Written exercise —
Gather every line in the records below that contains the word "diagonal", copying each line whole.

Provided entries —
----
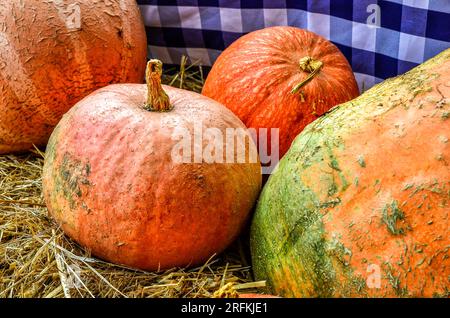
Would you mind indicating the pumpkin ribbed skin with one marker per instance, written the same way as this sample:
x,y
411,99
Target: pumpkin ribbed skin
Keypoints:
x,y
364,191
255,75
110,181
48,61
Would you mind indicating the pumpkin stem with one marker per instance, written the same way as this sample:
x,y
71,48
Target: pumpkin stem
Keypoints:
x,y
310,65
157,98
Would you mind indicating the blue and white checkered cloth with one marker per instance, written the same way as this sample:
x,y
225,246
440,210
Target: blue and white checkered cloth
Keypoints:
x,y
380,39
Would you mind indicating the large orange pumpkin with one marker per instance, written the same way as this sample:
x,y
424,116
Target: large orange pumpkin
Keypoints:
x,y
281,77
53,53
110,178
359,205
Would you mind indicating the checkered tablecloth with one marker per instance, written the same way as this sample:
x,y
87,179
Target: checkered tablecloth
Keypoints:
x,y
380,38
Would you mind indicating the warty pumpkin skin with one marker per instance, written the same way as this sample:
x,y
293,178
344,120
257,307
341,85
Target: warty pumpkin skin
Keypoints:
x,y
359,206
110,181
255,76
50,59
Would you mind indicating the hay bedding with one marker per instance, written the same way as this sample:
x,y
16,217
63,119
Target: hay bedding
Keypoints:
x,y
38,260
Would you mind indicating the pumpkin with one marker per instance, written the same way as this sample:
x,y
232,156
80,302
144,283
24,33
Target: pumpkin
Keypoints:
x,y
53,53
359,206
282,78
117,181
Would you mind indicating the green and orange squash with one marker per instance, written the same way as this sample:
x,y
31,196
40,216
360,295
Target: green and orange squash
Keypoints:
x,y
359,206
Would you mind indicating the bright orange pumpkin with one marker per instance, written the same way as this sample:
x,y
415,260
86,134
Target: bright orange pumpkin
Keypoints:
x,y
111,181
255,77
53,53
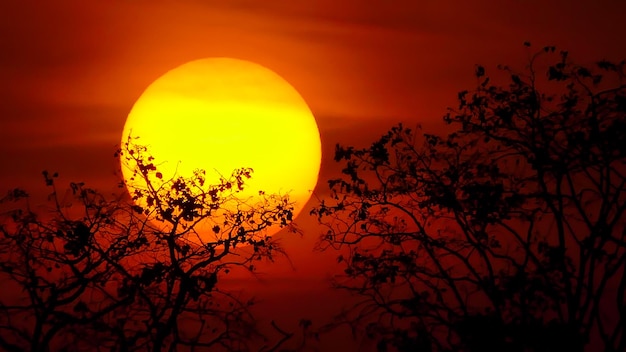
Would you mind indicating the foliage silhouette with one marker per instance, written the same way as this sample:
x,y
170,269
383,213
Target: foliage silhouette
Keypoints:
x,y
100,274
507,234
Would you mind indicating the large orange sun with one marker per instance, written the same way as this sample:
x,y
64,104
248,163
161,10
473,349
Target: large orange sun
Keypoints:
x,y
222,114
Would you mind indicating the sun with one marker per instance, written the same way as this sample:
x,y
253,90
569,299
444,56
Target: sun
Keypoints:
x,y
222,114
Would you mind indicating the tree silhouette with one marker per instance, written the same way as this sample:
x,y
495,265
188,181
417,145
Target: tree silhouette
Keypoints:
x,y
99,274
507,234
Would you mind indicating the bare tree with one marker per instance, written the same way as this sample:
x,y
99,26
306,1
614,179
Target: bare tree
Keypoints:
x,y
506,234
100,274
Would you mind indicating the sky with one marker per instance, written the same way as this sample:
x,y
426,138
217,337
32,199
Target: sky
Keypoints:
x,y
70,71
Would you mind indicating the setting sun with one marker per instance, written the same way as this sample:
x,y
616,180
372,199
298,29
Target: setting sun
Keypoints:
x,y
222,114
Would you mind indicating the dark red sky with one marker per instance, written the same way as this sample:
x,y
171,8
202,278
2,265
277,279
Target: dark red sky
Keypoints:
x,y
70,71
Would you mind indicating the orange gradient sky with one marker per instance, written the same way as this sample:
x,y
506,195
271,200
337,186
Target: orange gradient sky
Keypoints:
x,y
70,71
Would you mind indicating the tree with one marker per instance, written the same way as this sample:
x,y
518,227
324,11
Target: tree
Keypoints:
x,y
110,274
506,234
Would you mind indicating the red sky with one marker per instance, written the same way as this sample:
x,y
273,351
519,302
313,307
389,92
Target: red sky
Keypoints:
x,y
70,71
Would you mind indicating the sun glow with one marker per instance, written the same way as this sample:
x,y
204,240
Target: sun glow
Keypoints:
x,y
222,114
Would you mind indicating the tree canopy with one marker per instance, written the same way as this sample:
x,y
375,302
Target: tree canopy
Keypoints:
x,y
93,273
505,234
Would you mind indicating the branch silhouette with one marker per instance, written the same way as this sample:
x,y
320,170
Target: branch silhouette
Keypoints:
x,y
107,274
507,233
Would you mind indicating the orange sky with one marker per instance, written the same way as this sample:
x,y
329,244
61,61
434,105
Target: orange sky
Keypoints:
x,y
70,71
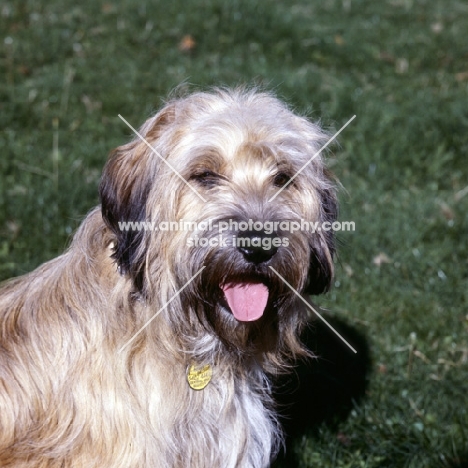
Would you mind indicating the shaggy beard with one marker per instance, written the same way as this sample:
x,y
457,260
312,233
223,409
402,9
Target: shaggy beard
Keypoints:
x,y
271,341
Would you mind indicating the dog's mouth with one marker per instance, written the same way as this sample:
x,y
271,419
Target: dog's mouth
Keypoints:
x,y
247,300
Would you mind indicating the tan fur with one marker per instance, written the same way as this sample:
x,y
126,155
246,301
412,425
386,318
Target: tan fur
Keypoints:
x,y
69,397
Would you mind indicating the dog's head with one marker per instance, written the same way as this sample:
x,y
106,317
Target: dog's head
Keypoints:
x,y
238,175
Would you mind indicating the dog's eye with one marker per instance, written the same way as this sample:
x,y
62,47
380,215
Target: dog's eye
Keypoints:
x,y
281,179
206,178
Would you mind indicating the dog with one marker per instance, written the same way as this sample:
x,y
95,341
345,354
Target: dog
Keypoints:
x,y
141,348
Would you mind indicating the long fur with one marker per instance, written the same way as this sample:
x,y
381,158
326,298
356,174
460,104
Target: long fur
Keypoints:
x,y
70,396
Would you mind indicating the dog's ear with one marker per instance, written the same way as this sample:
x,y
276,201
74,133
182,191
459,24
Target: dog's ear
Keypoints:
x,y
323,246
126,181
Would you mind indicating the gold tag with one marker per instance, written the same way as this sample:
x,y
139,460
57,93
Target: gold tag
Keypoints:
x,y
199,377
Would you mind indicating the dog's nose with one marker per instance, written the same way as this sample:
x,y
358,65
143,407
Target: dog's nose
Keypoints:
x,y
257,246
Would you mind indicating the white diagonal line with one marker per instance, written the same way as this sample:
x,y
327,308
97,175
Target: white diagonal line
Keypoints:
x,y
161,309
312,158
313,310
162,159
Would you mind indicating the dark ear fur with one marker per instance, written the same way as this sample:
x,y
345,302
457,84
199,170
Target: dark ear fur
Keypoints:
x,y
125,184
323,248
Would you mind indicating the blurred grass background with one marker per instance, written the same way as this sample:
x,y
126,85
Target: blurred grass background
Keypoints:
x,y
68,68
----
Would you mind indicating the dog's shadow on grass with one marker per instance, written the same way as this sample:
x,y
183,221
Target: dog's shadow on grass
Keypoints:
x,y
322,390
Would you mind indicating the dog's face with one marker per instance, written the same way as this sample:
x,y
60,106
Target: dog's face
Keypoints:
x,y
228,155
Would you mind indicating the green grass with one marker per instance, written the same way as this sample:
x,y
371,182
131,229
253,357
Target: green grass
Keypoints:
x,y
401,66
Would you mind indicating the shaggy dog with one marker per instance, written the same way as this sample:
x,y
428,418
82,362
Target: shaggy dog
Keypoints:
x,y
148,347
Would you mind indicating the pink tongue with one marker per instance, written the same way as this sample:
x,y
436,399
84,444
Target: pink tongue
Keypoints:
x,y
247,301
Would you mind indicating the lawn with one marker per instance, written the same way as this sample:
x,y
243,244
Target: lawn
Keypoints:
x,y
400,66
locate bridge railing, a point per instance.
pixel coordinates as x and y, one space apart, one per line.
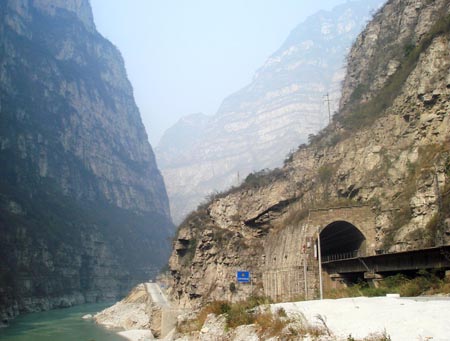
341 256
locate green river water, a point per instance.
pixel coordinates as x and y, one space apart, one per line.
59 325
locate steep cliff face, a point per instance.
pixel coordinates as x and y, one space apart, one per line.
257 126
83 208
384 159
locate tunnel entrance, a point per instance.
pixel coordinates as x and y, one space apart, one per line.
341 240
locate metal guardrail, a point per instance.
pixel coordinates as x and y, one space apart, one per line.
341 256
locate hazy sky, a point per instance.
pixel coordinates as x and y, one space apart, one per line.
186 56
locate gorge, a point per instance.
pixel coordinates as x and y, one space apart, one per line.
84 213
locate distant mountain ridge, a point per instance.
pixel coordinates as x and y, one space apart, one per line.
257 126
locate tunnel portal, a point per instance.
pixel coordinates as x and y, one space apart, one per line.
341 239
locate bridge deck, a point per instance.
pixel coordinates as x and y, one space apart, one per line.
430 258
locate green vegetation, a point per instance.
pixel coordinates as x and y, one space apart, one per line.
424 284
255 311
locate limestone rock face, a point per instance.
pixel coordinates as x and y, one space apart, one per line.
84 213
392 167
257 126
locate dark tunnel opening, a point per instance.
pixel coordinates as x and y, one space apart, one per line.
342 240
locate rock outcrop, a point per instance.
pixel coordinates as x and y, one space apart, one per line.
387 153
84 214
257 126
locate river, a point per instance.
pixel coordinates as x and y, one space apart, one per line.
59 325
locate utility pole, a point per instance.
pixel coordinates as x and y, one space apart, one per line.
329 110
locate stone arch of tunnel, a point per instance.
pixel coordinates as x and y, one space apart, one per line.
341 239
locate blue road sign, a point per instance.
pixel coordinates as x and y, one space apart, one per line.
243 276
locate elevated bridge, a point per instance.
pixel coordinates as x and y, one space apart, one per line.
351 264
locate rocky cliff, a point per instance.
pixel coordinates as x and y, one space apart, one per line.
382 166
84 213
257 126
----
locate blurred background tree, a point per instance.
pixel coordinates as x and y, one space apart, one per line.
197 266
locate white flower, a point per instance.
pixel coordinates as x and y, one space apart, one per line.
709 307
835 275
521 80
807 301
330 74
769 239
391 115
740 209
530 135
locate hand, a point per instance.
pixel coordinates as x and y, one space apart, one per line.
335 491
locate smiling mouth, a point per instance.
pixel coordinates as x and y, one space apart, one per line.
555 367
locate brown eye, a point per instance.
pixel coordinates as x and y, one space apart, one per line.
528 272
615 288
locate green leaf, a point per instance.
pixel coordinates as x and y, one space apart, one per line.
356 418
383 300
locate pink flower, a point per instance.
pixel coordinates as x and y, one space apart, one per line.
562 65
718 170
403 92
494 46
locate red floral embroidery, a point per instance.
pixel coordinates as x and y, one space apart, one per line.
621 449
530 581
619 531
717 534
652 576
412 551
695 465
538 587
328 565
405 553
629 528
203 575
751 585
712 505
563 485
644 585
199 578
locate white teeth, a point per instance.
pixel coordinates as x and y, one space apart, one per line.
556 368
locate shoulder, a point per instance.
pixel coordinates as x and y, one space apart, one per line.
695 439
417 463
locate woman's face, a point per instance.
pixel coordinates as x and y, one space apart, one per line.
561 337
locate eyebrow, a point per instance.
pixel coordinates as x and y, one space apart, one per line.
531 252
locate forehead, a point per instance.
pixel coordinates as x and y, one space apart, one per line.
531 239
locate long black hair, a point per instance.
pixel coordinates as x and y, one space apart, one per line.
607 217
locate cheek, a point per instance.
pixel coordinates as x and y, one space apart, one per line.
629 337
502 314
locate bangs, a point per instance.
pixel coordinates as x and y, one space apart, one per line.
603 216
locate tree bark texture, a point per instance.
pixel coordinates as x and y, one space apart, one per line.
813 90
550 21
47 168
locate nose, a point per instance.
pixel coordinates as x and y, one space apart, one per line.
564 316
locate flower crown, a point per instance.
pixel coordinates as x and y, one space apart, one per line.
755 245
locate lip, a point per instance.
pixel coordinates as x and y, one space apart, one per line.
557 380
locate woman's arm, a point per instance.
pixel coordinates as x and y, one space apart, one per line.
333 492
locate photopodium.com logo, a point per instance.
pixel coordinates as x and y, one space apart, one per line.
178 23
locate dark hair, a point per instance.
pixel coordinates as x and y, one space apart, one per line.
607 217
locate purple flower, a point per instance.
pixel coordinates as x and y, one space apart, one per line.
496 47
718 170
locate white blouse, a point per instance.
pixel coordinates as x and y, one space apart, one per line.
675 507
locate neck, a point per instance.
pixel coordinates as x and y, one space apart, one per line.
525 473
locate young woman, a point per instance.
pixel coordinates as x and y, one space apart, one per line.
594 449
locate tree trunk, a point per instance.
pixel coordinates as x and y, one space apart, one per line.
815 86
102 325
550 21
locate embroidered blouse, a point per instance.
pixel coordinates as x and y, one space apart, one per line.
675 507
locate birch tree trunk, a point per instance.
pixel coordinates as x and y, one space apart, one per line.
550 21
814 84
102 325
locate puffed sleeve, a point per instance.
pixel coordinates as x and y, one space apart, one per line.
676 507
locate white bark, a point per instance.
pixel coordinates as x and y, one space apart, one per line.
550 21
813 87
----
The solution —
Would you mind indicating the white diagonal line with one marker per instance, written the same way as this sample:
Target: white diagonal line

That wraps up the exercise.